:: Materials provided ::

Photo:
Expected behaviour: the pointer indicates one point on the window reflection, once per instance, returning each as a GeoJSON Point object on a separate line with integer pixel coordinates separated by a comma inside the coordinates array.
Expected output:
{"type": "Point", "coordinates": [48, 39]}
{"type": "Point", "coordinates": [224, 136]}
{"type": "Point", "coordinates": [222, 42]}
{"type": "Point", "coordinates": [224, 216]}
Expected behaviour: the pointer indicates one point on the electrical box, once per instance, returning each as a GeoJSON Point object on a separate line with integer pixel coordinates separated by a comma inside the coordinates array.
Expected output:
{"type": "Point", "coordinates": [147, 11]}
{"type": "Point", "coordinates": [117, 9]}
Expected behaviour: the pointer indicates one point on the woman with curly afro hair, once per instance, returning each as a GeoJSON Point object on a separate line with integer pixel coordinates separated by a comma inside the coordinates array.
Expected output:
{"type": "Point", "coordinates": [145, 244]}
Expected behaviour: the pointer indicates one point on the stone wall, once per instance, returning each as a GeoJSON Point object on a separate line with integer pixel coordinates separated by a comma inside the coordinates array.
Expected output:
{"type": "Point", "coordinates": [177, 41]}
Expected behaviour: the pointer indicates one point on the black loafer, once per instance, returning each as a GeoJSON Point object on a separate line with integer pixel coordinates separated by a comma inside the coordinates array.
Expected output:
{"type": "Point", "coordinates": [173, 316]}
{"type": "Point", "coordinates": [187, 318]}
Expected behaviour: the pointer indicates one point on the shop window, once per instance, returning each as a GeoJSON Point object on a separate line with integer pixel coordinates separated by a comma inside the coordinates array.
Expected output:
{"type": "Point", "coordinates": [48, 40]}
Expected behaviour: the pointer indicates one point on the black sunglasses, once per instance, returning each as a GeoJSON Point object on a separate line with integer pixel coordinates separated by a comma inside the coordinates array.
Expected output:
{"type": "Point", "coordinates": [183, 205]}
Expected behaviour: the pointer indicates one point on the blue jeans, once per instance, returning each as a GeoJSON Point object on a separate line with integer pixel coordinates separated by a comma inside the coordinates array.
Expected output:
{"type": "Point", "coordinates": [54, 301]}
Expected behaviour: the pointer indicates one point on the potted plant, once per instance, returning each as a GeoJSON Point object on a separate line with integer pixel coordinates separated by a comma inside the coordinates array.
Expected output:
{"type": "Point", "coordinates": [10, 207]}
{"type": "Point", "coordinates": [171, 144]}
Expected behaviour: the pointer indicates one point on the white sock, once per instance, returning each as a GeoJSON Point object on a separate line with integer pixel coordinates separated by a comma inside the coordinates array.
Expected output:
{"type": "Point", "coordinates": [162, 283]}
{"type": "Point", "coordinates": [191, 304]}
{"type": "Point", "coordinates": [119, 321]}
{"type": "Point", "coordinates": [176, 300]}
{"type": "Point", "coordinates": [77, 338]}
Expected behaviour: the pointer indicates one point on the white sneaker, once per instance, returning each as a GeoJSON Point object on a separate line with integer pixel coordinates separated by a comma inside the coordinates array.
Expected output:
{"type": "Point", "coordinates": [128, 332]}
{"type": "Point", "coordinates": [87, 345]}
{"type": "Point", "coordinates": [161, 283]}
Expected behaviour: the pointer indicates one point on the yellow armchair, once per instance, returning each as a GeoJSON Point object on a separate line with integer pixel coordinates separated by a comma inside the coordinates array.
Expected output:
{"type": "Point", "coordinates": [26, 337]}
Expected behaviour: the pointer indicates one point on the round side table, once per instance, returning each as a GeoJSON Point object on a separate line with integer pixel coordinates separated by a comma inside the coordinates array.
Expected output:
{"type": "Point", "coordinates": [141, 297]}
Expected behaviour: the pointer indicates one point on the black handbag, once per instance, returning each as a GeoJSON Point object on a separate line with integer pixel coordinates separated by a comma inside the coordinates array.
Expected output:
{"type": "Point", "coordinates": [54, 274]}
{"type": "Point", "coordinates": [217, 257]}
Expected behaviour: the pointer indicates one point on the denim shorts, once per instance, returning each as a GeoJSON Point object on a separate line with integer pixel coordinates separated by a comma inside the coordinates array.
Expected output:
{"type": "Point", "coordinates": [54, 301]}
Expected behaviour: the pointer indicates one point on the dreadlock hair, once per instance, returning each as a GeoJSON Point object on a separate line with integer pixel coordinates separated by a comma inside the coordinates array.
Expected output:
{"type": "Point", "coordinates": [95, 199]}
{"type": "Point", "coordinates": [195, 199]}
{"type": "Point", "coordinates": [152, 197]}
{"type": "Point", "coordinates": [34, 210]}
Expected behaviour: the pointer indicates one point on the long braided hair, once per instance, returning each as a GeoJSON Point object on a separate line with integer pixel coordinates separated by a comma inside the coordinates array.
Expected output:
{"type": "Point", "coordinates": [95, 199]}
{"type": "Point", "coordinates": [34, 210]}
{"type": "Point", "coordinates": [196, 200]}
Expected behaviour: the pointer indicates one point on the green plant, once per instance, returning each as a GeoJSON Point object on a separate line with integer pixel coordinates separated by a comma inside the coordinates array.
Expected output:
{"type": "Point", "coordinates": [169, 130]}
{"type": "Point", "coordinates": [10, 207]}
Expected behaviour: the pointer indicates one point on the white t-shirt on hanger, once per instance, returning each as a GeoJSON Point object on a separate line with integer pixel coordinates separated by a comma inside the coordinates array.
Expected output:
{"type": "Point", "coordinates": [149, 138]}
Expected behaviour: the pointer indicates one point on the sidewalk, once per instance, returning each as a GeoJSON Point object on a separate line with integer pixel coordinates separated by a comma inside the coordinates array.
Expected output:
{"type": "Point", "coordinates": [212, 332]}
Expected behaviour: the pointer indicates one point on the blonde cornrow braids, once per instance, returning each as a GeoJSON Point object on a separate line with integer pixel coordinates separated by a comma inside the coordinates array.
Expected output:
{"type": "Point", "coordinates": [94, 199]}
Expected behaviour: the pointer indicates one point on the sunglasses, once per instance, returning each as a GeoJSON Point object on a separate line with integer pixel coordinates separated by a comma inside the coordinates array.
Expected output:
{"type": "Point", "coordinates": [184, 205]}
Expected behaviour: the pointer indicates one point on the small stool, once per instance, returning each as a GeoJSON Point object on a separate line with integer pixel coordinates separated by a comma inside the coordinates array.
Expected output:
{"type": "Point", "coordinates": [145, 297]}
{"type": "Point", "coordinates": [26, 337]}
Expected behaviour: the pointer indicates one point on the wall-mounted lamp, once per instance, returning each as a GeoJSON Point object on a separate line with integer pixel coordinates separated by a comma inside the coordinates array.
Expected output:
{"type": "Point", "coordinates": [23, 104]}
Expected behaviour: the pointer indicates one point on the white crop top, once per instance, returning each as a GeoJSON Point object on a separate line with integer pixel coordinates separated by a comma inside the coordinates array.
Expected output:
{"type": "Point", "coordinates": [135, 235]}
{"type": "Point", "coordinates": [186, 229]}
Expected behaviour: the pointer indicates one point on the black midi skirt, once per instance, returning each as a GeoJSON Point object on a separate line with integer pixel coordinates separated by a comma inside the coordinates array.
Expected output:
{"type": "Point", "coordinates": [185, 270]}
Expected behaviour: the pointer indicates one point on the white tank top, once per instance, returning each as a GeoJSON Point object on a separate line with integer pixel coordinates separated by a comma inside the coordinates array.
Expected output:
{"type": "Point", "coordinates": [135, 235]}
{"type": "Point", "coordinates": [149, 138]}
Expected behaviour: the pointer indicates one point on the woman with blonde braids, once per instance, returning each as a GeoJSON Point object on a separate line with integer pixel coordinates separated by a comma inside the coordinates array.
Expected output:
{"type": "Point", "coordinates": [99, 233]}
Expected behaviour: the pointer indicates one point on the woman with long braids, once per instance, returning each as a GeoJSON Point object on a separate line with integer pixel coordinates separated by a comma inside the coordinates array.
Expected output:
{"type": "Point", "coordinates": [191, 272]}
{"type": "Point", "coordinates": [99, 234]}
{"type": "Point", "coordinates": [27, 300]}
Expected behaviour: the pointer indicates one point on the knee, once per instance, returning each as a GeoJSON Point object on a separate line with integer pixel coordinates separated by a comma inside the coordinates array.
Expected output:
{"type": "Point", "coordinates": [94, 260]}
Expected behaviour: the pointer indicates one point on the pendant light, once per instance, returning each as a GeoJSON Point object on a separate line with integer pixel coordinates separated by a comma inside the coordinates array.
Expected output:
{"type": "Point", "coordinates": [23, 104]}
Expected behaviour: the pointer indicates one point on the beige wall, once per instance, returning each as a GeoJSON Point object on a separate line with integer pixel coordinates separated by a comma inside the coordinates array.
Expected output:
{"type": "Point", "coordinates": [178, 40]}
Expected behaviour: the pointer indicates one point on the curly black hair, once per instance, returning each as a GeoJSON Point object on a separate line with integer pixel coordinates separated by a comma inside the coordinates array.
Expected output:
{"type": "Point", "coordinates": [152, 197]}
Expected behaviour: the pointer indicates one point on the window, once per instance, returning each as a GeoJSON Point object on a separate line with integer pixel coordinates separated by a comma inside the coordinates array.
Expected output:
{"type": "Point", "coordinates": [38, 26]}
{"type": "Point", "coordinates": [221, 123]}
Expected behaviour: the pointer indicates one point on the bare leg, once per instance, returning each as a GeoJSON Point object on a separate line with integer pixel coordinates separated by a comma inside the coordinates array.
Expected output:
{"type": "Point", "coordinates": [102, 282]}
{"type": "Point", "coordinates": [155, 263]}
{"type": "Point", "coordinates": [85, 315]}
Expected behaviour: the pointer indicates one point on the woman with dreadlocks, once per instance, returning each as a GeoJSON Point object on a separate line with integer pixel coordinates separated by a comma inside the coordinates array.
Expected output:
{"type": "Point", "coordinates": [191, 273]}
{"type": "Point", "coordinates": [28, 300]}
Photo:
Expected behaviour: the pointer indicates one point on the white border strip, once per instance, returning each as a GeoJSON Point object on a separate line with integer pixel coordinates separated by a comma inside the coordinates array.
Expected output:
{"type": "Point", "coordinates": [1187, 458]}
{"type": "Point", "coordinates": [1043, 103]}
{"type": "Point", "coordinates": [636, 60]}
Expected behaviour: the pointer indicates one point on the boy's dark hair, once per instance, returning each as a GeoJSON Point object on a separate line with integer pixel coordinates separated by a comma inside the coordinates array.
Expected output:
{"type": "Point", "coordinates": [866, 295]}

:::

* Problem to work on
Turn every line from the one containing "Expected behaviour: the pointer indicates one point on the bare" through the end of the records, both ends included, into a JSON list of strings with one string per line, omitting any blank lines.

* Correct response
[
  "Expected behaviour: the pointer indicates one point on the bare leg, once per instance, returning each as a GeoJSON Point object on a separate line with integer pixel coordinates separated by a comma inside the coordinates array.",
  "Expected output:",
  "{\"type\": \"Point\", \"coordinates\": [102, 282]}",
  "{\"type\": \"Point\", \"coordinates\": [155, 263]}",
  "{\"type\": \"Point\", \"coordinates\": [85, 315]}",
  "Expected behaviour: the pointer indicates one point on the woman with dreadlocks, once per instance, returning each as a GeoJSON Point object on a separate line with integer pixel coordinates separated by a comma inside the coordinates array.",
  "Expected output:",
  "{\"type\": \"Point\", \"coordinates\": [191, 273]}",
  "{\"type\": \"Point\", \"coordinates\": [28, 300]}",
  "Photo:",
  "Expected behaviour: the pointer indicates one point on the white border strip, once per instance, returning each as a GeoJSON Point object on a separate line with integer pixel coordinates separated by a comma inside the coordinates array.",
  "Expected output:",
  "{\"type\": \"Point\", \"coordinates\": [1187, 458]}",
  "{\"type\": \"Point\", \"coordinates\": [1043, 103]}",
  "{\"type\": \"Point\", \"coordinates\": [636, 60]}",
  "Expected behaviour: the pointer indicates one point on the boy's dark hair, once per instance, returning each as a GeoJSON Point object on a separate line with integer pixel coordinates separated by a comma inside the coordinates array.",
  "Expected output:",
  "{\"type\": \"Point\", \"coordinates\": [866, 295]}"
]